* TASK STATEMENT
Please copy down every one of the records below, word for word.

* DATA LISTING

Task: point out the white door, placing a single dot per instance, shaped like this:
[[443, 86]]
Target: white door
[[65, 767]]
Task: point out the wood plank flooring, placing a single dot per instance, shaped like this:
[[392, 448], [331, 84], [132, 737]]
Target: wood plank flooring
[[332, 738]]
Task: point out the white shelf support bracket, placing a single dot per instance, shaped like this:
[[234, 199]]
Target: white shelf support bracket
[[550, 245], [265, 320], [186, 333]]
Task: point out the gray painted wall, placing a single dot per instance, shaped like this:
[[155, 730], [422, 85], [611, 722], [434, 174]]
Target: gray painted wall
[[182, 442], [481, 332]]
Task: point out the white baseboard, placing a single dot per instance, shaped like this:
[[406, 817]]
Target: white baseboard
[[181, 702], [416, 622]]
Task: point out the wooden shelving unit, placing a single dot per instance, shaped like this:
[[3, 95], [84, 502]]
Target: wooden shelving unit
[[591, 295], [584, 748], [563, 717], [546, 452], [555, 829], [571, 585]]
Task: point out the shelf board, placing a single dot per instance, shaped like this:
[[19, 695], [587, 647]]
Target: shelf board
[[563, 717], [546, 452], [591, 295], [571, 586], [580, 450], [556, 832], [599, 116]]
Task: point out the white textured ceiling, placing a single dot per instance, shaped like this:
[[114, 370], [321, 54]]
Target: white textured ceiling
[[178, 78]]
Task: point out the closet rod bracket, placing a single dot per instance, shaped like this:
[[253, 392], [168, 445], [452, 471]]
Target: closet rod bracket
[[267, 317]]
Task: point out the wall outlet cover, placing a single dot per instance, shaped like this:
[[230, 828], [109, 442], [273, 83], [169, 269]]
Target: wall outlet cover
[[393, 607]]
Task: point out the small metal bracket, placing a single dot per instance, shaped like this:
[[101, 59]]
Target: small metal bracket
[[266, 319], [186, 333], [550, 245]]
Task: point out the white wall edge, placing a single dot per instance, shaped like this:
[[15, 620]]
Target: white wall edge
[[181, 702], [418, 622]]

* SOLUTION FOR THIS EXERCISE
Task: point out the white door, placing a single dot per instance, shaped like this:
[[443, 86]]
Target: white door
[[65, 767]]
Task: point out the wood plank flooring, placing a single dot per instance, shaped like this:
[[392, 448], [331, 84], [132, 737]]
Target: wood plank flooring
[[332, 738]]
Task: point out the white shelf support bracket, placing a single dot per instance, shaped like this:
[[234, 199]]
Target: white shelf support bracket
[[550, 245], [265, 320], [186, 333]]
Task: point out the gray painted wall, placing a single dot per instance, shaped like this:
[[155, 730], [422, 85], [611, 722], [434, 174]]
Target: gray painted wall
[[182, 442], [481, 332]]
Task: point out the white baseboard, placing a single dot per instance, shaped like this:
[[406, 817]]
Target: white baseboard
[[181, 702], [416, 622]]
Task: point out the wooden shelving unit, placing a single dot per instance, shaped like this:
[[3, 95], [84, 502]]
Target: wooden shelving unit
[[591, 295], [584, 748], [563, 717], [546, 452], [555, 829], [571, 585]]
Task: point out the shelf board, placing a single dot per instance, shaped like this:
[[19, 695], [587, 647]]
Target: shelf board
[[563, 717], [546, 452], [591, 295], [571, 586], [580, 450], [556, 832], [599, 116]]
Task: point out the white textured ceiling, placing a single dot per instance, shaped like this:
[[114, 370], [321, 54]]
Target: white textured ceiling
[[178, 78]]
Task: point out the closet rod bracket, placing a single dot per instance, shaped like this:
[[253, 392], [168, 445], [452, 471]]
Target: closet rod bracket
[[267, 317]]
Task: point out the wall outlet cover, placing a single dot per instance, shaped like this:
[[230, 828], [109, 442], [273, 83], [169, 269]]
Target: wall outlet cover
[[393, 607]]
Task: point out the small metal bracket, placing a single dot per instance, shaped like this:
[[101, 59]]
Target: small metal bracket
[[266, 319], [186, 333], [550, 245]]
Task: point out the white wall edge, placing a single dot per instance, shaped like this:
[[15, 620]]
Target: white wall edge
[[181, 702], [418, 622]]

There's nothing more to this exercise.